[Begin]
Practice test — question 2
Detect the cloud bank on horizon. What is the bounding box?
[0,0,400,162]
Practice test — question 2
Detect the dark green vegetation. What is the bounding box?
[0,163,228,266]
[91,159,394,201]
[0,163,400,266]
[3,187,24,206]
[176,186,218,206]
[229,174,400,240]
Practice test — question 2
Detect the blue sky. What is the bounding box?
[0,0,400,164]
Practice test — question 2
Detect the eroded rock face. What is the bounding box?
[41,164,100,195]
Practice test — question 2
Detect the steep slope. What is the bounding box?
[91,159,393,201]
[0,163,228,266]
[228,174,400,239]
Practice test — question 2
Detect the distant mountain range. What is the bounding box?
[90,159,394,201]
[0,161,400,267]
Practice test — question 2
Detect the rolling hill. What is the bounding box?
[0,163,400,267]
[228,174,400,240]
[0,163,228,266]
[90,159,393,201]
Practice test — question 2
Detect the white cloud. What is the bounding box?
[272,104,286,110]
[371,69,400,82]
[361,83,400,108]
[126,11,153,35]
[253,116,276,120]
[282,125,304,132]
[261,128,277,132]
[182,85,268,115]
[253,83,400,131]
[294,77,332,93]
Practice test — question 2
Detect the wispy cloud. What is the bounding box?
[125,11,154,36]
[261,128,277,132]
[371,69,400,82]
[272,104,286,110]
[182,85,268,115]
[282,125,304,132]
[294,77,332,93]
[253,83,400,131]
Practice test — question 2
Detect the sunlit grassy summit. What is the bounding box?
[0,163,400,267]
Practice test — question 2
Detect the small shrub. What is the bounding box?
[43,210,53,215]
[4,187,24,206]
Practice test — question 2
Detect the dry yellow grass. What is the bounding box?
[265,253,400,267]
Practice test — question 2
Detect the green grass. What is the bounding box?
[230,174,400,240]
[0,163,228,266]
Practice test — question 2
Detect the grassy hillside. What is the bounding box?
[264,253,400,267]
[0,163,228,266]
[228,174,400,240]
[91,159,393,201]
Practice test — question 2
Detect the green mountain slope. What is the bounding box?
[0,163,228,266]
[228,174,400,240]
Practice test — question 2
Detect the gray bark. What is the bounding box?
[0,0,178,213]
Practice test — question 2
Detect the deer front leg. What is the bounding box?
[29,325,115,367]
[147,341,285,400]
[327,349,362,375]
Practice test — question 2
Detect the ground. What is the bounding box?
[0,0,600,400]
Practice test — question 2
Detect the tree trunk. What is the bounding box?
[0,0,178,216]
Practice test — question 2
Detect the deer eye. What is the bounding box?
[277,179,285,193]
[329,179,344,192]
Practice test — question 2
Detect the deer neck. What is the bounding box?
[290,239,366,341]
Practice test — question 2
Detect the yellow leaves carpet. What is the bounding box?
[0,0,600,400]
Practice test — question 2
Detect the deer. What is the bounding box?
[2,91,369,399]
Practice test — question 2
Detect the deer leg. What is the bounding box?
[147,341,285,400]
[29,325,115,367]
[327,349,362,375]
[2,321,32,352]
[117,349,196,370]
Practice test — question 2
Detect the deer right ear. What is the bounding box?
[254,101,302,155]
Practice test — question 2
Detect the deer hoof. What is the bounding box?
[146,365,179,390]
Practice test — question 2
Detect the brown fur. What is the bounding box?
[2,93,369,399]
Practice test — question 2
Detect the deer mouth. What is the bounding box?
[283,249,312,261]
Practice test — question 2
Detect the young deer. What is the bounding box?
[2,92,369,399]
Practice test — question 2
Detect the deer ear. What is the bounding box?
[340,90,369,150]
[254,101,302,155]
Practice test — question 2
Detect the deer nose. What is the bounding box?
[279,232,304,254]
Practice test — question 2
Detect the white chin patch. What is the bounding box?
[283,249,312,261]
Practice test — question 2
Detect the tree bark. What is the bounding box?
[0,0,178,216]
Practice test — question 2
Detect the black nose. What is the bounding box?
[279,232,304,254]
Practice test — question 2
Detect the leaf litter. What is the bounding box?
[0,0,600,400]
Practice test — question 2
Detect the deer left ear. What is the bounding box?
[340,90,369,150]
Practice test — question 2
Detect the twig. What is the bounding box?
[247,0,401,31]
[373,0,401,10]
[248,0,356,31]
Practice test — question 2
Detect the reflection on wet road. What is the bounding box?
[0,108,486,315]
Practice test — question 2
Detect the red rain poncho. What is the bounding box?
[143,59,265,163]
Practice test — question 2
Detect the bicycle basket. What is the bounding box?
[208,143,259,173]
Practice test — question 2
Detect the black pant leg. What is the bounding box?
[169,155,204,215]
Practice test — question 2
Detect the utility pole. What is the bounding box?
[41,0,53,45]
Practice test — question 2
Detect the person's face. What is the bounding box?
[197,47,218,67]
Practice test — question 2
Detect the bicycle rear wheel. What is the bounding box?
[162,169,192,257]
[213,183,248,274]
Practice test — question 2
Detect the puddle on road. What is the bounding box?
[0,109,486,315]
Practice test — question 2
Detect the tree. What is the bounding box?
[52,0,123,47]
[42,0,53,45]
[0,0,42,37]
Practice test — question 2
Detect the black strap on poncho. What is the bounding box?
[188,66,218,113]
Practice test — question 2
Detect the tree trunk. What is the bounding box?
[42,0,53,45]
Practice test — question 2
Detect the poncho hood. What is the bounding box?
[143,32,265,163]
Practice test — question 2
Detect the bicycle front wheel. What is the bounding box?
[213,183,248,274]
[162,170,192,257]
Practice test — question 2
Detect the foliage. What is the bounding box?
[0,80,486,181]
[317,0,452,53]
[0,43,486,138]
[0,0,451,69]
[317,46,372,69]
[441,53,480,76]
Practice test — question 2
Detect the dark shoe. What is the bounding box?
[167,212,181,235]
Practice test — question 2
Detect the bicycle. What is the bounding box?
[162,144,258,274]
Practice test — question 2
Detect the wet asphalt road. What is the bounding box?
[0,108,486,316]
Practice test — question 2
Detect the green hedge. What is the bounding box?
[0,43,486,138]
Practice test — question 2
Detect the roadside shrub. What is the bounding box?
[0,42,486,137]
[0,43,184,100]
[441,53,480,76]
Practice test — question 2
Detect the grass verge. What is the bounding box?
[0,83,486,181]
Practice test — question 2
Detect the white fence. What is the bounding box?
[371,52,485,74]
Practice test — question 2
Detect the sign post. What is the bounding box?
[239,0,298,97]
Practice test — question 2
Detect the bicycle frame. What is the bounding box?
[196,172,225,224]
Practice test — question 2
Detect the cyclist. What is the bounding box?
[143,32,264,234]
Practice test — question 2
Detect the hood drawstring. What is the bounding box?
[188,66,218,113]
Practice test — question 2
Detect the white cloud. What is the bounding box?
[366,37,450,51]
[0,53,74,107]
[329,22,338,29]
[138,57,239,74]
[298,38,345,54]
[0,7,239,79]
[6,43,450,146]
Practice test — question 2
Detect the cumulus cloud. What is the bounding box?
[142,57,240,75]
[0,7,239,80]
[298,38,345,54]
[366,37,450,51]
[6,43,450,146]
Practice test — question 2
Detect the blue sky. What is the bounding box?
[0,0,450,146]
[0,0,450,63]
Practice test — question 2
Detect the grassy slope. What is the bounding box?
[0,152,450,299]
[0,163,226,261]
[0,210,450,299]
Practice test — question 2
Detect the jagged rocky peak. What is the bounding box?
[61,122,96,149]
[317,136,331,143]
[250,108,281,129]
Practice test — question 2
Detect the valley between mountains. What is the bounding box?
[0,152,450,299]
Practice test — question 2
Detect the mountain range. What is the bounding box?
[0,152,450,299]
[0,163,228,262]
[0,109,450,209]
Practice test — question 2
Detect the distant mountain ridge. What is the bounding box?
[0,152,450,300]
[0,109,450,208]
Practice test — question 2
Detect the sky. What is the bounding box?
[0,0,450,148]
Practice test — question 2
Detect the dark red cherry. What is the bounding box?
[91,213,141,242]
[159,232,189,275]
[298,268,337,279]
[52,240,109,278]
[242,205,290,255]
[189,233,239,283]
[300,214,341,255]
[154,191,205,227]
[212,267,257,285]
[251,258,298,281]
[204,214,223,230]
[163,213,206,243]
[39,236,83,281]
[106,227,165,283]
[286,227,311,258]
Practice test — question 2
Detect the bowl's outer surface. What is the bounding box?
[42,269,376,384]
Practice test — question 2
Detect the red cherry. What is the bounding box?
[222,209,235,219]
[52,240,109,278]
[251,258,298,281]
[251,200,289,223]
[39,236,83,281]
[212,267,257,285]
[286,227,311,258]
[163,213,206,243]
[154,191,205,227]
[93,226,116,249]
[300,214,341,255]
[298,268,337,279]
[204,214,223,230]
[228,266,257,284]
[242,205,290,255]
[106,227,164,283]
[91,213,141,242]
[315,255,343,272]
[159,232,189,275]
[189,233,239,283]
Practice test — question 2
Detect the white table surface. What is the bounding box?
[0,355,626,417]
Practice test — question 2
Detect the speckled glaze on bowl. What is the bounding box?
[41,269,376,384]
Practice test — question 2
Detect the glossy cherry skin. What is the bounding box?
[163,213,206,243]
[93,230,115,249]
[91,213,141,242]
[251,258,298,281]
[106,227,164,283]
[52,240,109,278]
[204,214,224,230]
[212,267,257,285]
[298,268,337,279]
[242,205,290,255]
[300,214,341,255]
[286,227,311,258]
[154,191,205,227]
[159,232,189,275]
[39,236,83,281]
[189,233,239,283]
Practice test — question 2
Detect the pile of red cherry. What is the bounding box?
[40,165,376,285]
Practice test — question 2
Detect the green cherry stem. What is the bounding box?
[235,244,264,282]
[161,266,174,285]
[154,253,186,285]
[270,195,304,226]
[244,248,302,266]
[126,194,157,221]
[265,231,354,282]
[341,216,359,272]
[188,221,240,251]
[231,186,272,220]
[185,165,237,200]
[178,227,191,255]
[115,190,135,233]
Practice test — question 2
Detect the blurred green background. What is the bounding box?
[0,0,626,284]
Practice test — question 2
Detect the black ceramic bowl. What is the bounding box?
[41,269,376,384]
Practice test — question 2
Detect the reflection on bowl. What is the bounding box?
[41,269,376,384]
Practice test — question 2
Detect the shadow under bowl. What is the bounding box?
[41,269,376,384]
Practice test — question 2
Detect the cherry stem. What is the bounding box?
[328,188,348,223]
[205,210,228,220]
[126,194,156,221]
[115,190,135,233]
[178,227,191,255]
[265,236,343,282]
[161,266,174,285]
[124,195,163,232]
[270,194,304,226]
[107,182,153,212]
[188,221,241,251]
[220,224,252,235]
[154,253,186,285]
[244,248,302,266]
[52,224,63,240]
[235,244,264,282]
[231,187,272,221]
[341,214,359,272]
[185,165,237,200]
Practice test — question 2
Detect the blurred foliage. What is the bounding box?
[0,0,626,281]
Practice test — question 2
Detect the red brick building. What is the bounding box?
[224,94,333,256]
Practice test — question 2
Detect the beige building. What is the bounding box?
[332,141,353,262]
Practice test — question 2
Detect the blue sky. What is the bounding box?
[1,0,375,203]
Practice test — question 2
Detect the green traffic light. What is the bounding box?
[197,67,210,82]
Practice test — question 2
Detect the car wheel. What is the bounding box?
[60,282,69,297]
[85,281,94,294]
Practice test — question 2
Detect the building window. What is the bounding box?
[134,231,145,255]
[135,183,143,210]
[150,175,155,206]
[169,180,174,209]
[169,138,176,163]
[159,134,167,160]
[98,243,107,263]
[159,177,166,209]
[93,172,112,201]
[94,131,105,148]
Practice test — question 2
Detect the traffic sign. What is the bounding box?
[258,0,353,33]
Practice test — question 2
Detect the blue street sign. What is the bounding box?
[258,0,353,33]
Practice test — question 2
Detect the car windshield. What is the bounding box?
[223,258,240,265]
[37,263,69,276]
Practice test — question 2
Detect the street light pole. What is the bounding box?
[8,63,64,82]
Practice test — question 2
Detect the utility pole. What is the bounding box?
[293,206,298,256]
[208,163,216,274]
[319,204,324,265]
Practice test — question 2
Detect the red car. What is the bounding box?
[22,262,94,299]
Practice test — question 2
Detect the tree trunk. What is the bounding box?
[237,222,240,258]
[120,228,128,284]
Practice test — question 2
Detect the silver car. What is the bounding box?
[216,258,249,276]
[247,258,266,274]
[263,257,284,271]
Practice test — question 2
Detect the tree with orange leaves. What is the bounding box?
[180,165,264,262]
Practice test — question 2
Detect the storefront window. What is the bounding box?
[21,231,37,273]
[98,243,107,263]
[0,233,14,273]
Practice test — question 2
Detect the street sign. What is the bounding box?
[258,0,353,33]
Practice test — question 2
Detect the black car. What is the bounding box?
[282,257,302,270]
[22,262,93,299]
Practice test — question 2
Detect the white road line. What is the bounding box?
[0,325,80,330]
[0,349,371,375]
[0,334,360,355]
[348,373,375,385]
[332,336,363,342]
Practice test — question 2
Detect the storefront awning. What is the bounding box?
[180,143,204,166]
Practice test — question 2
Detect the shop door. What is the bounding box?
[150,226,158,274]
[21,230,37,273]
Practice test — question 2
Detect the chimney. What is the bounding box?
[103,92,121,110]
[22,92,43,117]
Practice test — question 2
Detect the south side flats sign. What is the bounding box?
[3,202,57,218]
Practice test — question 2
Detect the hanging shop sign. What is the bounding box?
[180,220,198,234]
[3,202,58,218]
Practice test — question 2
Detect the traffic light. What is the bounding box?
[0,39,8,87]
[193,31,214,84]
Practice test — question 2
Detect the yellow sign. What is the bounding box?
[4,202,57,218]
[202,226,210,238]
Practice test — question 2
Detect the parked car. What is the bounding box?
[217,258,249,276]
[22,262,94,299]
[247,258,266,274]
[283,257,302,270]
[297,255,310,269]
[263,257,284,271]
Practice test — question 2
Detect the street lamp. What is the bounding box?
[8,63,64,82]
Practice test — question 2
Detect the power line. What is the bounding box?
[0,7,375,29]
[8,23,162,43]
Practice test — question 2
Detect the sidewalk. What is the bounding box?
[End]
• WORK INSTRUCTIONS: Please output every line from the very first one down to the line containing "[4,187,24,206]", with both ends included and each line left unchanged.

• WRITTEN SOLUTION:
Practice test — question 2
Detect the cloud bank on horizon. What is the bounding box?
[0,0,400,162]
Practice test — question 2
Detect the dark green vegetation. What is the bounding box?
[0,163,228,266]
[91,159,394,201]
[0,163,400,266]
[3,187,24,206]
[176,186,218,206]
[229,174,400,240]
Practice test — question 2
Detect the blue sky. What is the bounding box?
[0,0,400,164]
Practice test — question 2
Detect the eroded rock face. What is the bounding box?
[41,164,100,195]
Practice test — question 2
Detect the steep slope. What is the bounding box?
[91,159,393,201]
[0,163,228,266]
[228,174,400,239]
Practice test — question 2
Detect the distant mountain range. What is the bounding box?
[90,159,394,201]
[0,161,400,267]
Practice test — question 2
Detect the rolling hill. What is the bounding box?
[0,163,400,267]
[228,174,400,240]
[0,163,228,266]
[90,159,393,201]
Practice test — question 2
Detect the white cloud. What is the bounding box?
[272,104,286,110]
[371,69,400,82]
[361,83,400,108]
[126,11,153,35]
[253,116,276,120]
[282,125,304,132]
[261,128,277,132]
[182,85,268,115]
[253,83,400,131]
[294,77,332,93]
Practice test — question 2
Detect the wispy cloud. What is the bounding box?
[125,11,154,36]
[261,128,277,132]
[371,69,400,82]
[272,104,286,110]
[182,85,268,115]
[282,125,304,132]
[294,77,332,93]
[253,83,400,131]
Practice test — question 2
Detect the sunlit grassy summit. What is the bounding box?
[0,163,400,267]
Practice test — question 2
Detect the small shrub. What is the bounding box?
[43,210,53,215]
[4,187,24,206]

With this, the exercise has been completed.